## Goal
Express the stretch of the records from the line containing "Above is an image. Determine if it contains any woman's" through the end of the records as a Markdown table with two columns, Row and Line. Put one line per row, numbered in order, and leave out any blank lines.

####################

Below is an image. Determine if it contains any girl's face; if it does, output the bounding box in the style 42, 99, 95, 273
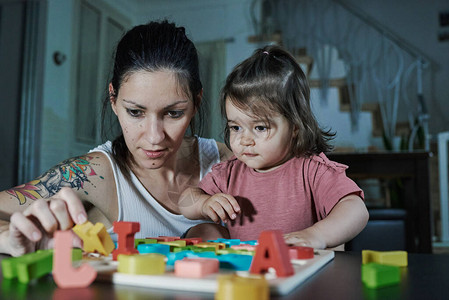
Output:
110, 71, 195, 169
226, 99, 293, 172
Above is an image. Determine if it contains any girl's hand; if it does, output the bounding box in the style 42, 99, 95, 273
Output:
8, 188, 87, 256
201, 194, 240, 223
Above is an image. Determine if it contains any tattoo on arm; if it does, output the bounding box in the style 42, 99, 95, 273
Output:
6, 156, 104, 205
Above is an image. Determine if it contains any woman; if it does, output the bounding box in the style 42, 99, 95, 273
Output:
0, 21, 231, 256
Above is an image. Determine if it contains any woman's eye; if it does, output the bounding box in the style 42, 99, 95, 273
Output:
126, 108, 142, 117
167, 110, 184, 119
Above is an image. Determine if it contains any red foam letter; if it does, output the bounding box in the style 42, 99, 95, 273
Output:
250, 230, 294, 277
53, 230, 97, 288
112, 221, 140, 260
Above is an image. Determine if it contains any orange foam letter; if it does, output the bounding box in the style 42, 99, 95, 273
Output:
53, 230, 97, 288
112, 221, 140, 260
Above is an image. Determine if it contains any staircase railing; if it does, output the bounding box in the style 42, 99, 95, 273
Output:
252, 0, 430, 150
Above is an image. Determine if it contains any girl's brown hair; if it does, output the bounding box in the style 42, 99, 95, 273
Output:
220, 45, 335, 156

####################

## Exercise response
| Row | Line |
|---|---|
| 1 | Above is an image. Determine if it contains any woman's eye; if it does, output the bounding box in the style 42, 99, 95, 273 |
| 2 | Output: |
| 3 | 126, 108, 142, 117 |
| 4 | 167, 110, 184, 119 |
| 5 | Above is an image. Determine if it contains any red foam letter; if it does, output the bounding box in the style 42, 99, 95, 273 |
| 6 | Output: |
| 7 | 250, 230, 294, 277 |
| 8 | 53, 230, 97, 288 |
| 9 | 112, 221, 140, 260 |
| 10 | Above is an image. Determine if it contains any orange foam letter; if it does, output the bounding box in the style 42, 99, 95, 273 |
| 11 | Output: |
| 12 | 53, 230, 97, 288 |
| 13 | 112, 221, 140, 260 |
| 14 | Above is an image. Determine if it contains any staircase railing; if it does, output the bounding box in the style 42, 99, 95, 273 |
| 15 | Output: |
| 16 | 252, 0, 430, 150 |
| 17 | Above is an image. Determine if it contains any girl's brown hair; if it does, output the bounding box in the style 42, 99, 95, 273 |
| 18 | Output: |
| 19 | 220, 45, 335, 156 |